A chill night of pizza and ice cream, combined with the longest day of riding yet to come, allowed everyone an early start. The end was near and our butts loved the sound of that. I double bike-shorted up, and headed off in the cool, beautiful morning. Just outside of Radium is one of the most picturesque cliff settings I’ve ever seen. The road through Kootnay National Park begins with a steep incline cutting between magnificent roadside cliffs. The morning sun caught the different minerals exposed along the nearby walls, almost glittering as we rode by. The foreshadowing was evident.

When we popped out of the canyon and got to the pass, we were greeted with a million-dollar view. This was the Canadian Rockies. The sky yawned over the striated snow-capped peaks. Layer upon layer of rock sent glaciers and streams into view. Our concrete ribbon of road wound back and forth, clinging to the mountain’s side until it hit the valley floor. From the saddle of your bike, you have an unobstructed panorama before you, sans bug splatters and frustrating Sunday drivers. It is a far more intimate way of seeing a place: total immersion, rather than watching it, television-like, through your car windows.

WRITTEN INSTRUCTION 1:
List every line of the listing that contains the word "arch".
The listing is unrelated to the cycling account.

RECORDS SHOWN:
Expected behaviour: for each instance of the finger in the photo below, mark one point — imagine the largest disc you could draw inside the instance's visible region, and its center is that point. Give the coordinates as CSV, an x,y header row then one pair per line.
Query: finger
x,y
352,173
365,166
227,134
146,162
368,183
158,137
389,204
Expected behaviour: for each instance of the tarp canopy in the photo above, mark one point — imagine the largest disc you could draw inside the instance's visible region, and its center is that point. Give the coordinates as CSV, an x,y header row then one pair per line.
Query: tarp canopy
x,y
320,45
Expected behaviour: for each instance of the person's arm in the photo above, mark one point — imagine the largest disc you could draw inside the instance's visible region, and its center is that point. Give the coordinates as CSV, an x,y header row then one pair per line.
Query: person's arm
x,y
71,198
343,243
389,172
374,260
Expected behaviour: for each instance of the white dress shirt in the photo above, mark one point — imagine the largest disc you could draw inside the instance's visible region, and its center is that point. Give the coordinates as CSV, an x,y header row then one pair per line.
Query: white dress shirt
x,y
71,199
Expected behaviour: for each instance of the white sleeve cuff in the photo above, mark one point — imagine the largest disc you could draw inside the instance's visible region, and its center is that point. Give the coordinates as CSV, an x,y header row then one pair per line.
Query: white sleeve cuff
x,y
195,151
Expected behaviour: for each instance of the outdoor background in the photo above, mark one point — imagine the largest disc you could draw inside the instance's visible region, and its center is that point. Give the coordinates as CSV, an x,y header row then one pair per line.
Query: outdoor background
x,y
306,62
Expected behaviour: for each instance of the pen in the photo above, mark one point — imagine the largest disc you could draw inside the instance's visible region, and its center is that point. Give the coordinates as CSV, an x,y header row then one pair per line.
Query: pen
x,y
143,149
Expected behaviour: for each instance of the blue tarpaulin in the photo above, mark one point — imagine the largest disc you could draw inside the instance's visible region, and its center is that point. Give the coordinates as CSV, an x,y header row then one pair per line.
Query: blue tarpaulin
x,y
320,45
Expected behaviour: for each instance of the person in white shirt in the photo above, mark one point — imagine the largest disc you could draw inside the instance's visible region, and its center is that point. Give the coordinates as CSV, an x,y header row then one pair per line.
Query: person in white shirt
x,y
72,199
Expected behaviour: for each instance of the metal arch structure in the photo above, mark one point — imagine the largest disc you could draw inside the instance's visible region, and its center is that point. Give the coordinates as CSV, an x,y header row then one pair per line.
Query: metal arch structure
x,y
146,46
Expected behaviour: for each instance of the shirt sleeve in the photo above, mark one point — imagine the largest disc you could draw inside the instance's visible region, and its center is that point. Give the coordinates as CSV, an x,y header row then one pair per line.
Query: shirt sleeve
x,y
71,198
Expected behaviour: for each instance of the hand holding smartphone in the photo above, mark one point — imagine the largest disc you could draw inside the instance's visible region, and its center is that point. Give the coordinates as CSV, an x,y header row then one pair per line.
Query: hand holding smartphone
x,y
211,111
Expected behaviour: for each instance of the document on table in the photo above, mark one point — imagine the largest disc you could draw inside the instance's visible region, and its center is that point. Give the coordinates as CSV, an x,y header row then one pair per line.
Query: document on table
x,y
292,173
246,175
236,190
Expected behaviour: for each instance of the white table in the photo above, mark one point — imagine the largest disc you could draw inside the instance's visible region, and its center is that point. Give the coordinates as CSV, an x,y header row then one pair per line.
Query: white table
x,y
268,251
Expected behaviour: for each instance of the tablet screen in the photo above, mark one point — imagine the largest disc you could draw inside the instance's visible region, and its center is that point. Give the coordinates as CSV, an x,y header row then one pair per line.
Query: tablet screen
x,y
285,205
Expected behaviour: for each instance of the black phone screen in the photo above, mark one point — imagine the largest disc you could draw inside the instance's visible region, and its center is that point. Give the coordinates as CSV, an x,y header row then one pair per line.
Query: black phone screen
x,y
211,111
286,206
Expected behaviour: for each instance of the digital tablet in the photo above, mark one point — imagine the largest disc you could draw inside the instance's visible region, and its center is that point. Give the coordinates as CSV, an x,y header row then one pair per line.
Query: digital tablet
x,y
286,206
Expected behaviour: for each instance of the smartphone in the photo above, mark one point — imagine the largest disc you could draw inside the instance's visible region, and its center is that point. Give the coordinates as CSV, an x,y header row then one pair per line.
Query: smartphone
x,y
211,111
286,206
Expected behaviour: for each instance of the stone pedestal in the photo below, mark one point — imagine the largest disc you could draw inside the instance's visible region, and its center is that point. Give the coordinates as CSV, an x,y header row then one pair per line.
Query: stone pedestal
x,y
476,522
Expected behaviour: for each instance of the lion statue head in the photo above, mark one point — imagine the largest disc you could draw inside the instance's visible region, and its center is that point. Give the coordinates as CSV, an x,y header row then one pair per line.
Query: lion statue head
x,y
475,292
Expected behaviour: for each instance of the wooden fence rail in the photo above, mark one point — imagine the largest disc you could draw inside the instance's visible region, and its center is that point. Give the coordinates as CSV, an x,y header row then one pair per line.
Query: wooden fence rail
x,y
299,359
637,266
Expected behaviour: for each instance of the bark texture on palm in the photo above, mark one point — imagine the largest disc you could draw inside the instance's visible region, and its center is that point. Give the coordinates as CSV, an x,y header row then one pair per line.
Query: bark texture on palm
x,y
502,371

WRITTEN INSTRUCTION 2:
Update the cycling account from the words "When we popped" through "your car windows.", replacing "panorama" with "vista". Begin at the words that contain "When we popped" and stop after "your car windows.".

WRITTEN RESPONSE 1:
Expected behaviour: for each instance of the metal arch structure in the photo above, mark one point — imagine the largest disc you could draw inside the instance's visible region, and its center is that point. Give the coordinates as CSV, an x,y header row then one pair per line.
Query: metal arch structure

WRITTEN RESPONSE 2:
When we popped out of the canyon and got to the pass, we were greeted with a million-dollar view. This was the Canadian Rockies. The sky yawned over the striated snow-capped peaks. Layer upon layer of rock sent glaciers and streams into view. Our concrete ribbon of road wound back and forth, clinging to the mountain’s side until it hit the valley floor. From the saddle of your bike, you have an unobstructed vista before you, sans bug splatters and frustrating Sunday drivers. It is a far more intimate way of seeing a place: total immersion, rather than watching it, television-like, through your car windows.